** Begin DATA SECTION **
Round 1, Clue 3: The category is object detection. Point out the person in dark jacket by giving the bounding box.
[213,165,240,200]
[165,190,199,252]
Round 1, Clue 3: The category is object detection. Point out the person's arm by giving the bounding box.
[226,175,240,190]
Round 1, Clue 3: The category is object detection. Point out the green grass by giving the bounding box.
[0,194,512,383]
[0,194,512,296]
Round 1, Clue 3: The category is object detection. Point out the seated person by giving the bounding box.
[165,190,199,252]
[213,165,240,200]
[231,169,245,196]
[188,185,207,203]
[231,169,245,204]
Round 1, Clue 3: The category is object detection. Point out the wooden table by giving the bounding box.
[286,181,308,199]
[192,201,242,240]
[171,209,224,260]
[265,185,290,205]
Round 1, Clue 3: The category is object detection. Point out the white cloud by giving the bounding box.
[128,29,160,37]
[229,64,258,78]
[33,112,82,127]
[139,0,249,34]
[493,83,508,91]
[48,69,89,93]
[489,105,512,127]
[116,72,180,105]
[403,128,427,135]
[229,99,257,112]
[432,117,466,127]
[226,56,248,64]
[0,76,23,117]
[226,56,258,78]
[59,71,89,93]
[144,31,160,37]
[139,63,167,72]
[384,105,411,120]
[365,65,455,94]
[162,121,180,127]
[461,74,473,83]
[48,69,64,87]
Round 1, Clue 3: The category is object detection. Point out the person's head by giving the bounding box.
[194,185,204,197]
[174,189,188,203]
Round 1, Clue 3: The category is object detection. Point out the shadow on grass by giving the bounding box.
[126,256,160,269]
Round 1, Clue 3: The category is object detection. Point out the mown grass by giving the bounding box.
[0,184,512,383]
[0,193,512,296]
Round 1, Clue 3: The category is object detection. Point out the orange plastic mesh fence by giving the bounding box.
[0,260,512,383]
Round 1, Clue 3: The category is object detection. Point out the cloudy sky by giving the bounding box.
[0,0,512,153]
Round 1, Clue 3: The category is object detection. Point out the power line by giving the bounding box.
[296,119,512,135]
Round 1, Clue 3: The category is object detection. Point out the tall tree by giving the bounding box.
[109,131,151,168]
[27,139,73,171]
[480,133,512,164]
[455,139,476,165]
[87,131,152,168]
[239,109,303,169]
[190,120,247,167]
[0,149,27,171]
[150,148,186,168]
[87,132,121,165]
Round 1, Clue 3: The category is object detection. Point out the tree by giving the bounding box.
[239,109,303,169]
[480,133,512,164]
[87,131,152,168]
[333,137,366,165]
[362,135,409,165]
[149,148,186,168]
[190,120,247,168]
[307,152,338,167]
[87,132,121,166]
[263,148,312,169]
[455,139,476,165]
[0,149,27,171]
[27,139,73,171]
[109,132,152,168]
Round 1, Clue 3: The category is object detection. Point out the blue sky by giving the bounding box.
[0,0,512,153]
** End DATA SECTION **
Recast all of the data above as a Markdown table with two columns, Row and Line. Give each line its own numbered row and omit blank lines.

FULL OUTPUT:
| Row | Line |
|---|---|
| 1 | Round 1, Clue 3: The category is object detection. Point out the person in dark jacket by giving the bounding box. |
| 2 | [213,165,240,200] |
| 3 | [165,190,199,252] |
| 4 | Round 1, Clue 3: The category is object detection. Point out the person's arm by giving the bounding box. |
| 5 | [226,175,240,190] |
| 6 | Round 1, Clue 3: The category is object detection. Point out the green grass by giving the bounding box. |
| 7 | [0,194,512,383] |
| 8 | [0,194,512,296] |
| 9 | Round 1, Clue 3: The category is object detection. Point out the seated person by giving the bounding box. |
| 10 | [165,190,199,252] |
| 11 | [213,165,240,200] |
| 12 | [231,169,245,196] |
| 13 | [188,185,207,203] |
| 14 | [231,169,245,204] |
| 15 | Round 1, Clue 3: The category is object detection. Point out the wooden table by giving the bounding box. |
| 16 | [286,181,308,199] |
| 17 | [192,201,242,240] |
| 18 | [171,209,224,260] |
| 19 | [265,185,290,205] |
| 20 | Round 1, Clue 3: The category is object detection. Point out the white cloud by giving the bounding box. |
| 21 | [128,29,160,37] |
| 22 | [229,64,258,78] |
| 23 | [33,112,82,127] |
| 24 | [139,0,249,34] |
| 25 | [493,83,508,91] |
| 26 | [48,69,89,93] |
| 27 | [489,105,512,127] |
| 28 | [116,72,180,105] |
| 29 | [403,128,427,135] |
| 30 | [229,99,257,112] |
| 31 | [432,117,466,127] |
| 32 | [226,56,248,64] |
| 33 | [0,76,23,117] |
| 34 | [226,56,258,78] |
| 35 | [59,71,89,93] |
| 36 | [144,31,160,37] |
| 37 | [139,63,167,72] |
| 38 | [384,105,411,120] |
| 39 | [365,65,455,94] |
| 40 | [162,121,180,127] |
| 41 | [461,74,473,83] |
| 42 | [48,69,64,87] |
| 43 | Round 1, Clue 3: The category is object detection. Point out the person's head by giving the bounding box. |
| 44 | [194,185,204,197] |
| 45 | [174,189,188,203] |
| 46 | Round 1, Clue 3: The category is object detection. Point out the shadow on grass by giving the bounding box. |
| 47 | [126,256,160,269] |
| 48 | Round 1, Clue 3: The category is object detection. Point out the mown grass by giving the bounding box. |
| 49 | [0,184,512,383] |
| 50 | [0,193,512,296] |
| 51 | Round 1, Clue 3: The category is object detection. Point out the orange plastic mesh fence by giving the bounding box. |
| 52 | [0,260,512,383] |
| 53 | Round 1, Clue 3: The category is object detection. Point out the cloudy sky by giving the bounding box. |
| 54 | [0,0,512,153] |
| 55 | Round 1, Clue 3: The category is object detection. Point out the power line by giving the bounding box. |
| 56 | [296,119,512,135] |
| 57 | Round 1, Clue 3: The category is object detection. Point out the tall tree by giving the bounding box. |
| 58 | [109,131,151,168] |
| 59 | [27,139,73,171] |
| 60 | [480,133,512,164] |
| 61 | [455,139,476,165] |
| 62 | [87,131,152,168] |
| 63 | [239,109,303,169] |
| 64 | [190,120,247,167] |
| 65 | [0,149,27,171] |
| 66 | [150,148,186,168] |
| 67 | [87,132,121,165] |
| 68 | Round 1, Clue 3: The category is object detection. Point out the tree by giving the bounding box. |
| 69 | [239,109,303,169] |
| 70 | [480,133,512,164] |
| 71 | [87,131,152,168] |
| 72 | [333,137,366,165] |
| 73 | [362,135,409,165] |
| 74 | [149,148,186,168] |
| 75 | [190,120,247,168] |
| 76 | [307,152,338,167] |
| 77 | [87,132,121,166] |
| 78 | [263,148,312,169] |
| 79 | [455,139,476,165] |
| 80 | [0,149,27,171] |
| 81 | [27,139,73,171] |
| 82 | [109,132,152,168] |
| 83 | Round 1, Clue 3: The category is object detection. Point out the blue sky by giving the bounding box. |
| 84 | [0,0,512,153] |